[Selected excerpt — start]
Posted May 7, 2021

2021 Wearable Art Show goes virtual

This interdisciplinary and collaborative event hosted by the Tyler School of Art and Architecture encourages students to think performatively and create art that transforms the ordinary silhouette.

A student poses during the Wearable Art Show.
Photography By: 
Courtesy of Zachary Vickers

This year, the Tyler School of Art and Architecture’s popular Wearable Art Show went virtual. The show is an annual, free public event hosted by the school’s fibers and material studies program that serves as the culmination of a semester-long interdisciplinary process of planning, thought, creation and collaboration. The show screened live on May 6 and is now available for viewing through Tyler’s virtual gallery space STELLA.

For some students, this event concluded more than a year of preparation—the 2020 Wearable Art Show was cancelled as Temple, along with other universities across the country, move all activities to remote operations in the spring of 2020, due to the COVID-19 pandemic. Despite the setback, this year’s show has provided students with many unique opportunities.

Students had the chance to collaborate across two academic years—this year’s event brings together the 2020 and 2021 Wearable Art Show classes, as well as work from two other classes: Digital Garment Making and Body Art & Adornment.
[Selected excerpt — finish]
§ Using the information:
**a.** In the Wearable Art Show post, why did this year's event finish more than a year of preparation for some students?
**b.** Duplicate everything in the Wearable Art Show post from "A student poses" down to "many unique opportunities.".
[Record extracts — start]
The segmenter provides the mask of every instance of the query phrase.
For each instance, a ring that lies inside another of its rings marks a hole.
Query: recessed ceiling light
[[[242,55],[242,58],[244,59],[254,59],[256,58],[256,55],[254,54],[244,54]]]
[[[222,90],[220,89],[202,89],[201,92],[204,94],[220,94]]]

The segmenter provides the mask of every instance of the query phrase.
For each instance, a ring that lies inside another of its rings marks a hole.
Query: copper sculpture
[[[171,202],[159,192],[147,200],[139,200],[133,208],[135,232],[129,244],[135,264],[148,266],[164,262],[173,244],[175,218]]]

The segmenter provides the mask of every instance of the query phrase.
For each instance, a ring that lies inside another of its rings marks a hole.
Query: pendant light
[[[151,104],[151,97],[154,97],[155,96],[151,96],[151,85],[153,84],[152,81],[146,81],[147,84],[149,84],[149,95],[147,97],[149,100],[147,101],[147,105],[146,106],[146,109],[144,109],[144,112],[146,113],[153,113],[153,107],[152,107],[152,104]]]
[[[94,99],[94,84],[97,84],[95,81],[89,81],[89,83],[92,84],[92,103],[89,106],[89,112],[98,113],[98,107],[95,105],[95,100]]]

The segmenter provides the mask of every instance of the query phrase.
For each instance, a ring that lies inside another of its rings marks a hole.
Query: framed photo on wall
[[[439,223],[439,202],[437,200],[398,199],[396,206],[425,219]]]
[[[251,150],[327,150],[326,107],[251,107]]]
[Record extracts — finish]
§ Replies:
**a.** The 2020 Wearable Art Show was cancelled because Temple, like other universities across the country, moved all activities to remote operations in spring 2020 due to the COVID-19 pandemic. As a result, some students' work had been in progress since then.

**b.**
A student poses during the Wearable Art Show.
Photography By: 
Courtesy of Zachary Vickers

This year, the Tyler School of Art and Architecture’s popular Wearable Art Show went virtual. The show is an annual, free public event hosted by the school’s fibers and material studies program that serves as the culmination of a semester-long interdisciplinary process of planning, thought, creation and collaboration. The show screened live on May 6 and is now available for viewing through Tyler’s virtual gallery space STELLA.

For some students, this event concluded more than a year of preparation—the 2020 Wearable Art Show was cancelled as Temple, along with other universities across the country, move all activities to remote operations in the spring of 2020, due to the COVID-19 pandemic. Despite the setback, this year’s show has provided students with many unique opportunities.